Give back exactly the lines of the data below, starting with the line that has "If you could point at the grassy" and going on through the line that has "If you could point at the weed".

╭─ Information

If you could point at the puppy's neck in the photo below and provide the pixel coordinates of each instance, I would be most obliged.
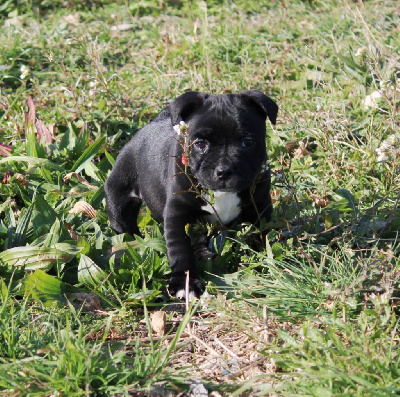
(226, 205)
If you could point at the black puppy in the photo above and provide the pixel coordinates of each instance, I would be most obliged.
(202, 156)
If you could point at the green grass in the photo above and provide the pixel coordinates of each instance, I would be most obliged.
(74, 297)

╰─
╭─ Information

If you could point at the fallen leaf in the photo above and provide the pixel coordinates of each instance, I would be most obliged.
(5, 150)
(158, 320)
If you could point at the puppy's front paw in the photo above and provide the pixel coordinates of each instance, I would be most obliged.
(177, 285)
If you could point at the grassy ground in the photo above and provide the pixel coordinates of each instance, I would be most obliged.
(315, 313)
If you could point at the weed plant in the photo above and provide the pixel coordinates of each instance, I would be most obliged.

╰─

**Solution to this task:**
If you could point at the grassy ground in the photo above and provide the pixel coordinates of each instance, I would be most obliged.
(315, 313)
If you could point at the weed plant in the photo above and provide the pixel coordinates of each instance, I would be most obliged.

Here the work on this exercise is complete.